» **EXERCISE OBJECTIVE**:
In the case study about building Qubie, what business shift did Questback need a new solution for?

» **SELECTED EXTRACT**:
--- --- ---

Identifying the issue is a very important first step. Our problem was quite challenging. Questback needed a new solution to move from a B2B consultancy to a SaaS business with an out of the box web app. The survey landscape is changing and since companies have a shorter and shorter lifespan, they need to understand their organisation better and quicker. We needed a tool that observes the organisation, identifies the issue and most importantly helps you improve by suggested actions and ideas. This is how the idea of Qubie was born. I also started a research and found that our main competitors are quite a few:

Some would say that Qualtrics and Surveymonkey and many more are competitors, but they are more focused on surveys, where we wanted to distance ourselves from them. Another thing that differentiates us from Peakon and the rest is that we actually give you good recommendations on what to do next.

The Goal

Teams work great when there are no issues, but most of us don't even know we have issues until someone points them out. Although there were a lot of tools, no one really gives you a good idea about what to do next. Also people hate surveys. We saw an opportunity and grabbed the opportunity. I remember one of the people I interviewed later said:

People don't wake up and think... oh I feel like having a survey today. No they only want to see results and ideas on what to do with them.

We decided to build a tool that addressed these two things. First, make sure it continuously listens to your team and organisation without making it feel as if you're filling in a survey. Second, make sure we give them good ideas on how to improve their score. And lastly, make it damn easy to use.

The Approach

We started by putting all of these ideas onto one of our walls and started ideating how the flow should look like. The main idea was there: Listen, identify the problem, dive deeper into the problem and suggest improvements. The first main task was to see how the so called "Guides" would work like and how you initiate one. A guide is basically some tailored questions that help identify issues with your team, or leadership skills, or anything else really. By packiging them up we could simplify the flow of getting feedback from people who don't know anything about surveys, but want to improve their team.

Slowly that transitioned to something more tangable which we could then start working from. One thing that became quite clear early on from our user testings is that people needed a good onboarding as well as a demo with fake data which they can play with. They needed a way to buy into the product and invite more people.

Another interesting insight was that people really valued the sence of progress. Although the web app can do a lot, the progress and clear steps indicating what's next helped make feel users at home throughout the product. Starting from the "Guide setup" all the way to the action board and "Library".

--- --- ---

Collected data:
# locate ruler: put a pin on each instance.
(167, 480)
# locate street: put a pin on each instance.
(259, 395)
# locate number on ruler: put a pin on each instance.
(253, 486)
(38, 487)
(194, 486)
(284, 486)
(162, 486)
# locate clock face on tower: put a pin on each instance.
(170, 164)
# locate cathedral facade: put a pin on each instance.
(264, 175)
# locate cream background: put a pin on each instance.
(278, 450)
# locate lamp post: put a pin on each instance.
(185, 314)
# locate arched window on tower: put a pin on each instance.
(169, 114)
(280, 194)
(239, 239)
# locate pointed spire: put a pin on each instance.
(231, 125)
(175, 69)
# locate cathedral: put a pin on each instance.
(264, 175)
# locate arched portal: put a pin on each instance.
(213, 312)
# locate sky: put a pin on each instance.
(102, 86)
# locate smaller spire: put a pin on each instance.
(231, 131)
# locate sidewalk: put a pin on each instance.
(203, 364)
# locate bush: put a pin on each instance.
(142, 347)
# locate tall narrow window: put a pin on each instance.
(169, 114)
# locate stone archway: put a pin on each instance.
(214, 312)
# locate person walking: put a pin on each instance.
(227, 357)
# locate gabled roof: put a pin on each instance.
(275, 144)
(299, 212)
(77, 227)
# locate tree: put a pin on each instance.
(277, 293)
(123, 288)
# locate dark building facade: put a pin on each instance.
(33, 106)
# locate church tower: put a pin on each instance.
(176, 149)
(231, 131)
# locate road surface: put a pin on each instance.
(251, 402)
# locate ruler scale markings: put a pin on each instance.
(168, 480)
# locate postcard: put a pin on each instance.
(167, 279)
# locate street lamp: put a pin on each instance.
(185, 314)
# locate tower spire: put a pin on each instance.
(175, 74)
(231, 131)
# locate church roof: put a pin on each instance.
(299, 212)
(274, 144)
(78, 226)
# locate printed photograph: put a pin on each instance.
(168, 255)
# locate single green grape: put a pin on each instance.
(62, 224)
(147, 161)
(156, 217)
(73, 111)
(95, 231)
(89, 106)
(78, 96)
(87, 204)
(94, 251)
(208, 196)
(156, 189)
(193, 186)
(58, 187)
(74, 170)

--- --- ---

» **REPLY**:
Questback needed to move from a B2B consultancy to a SaaS business with an out-of-the-box web app.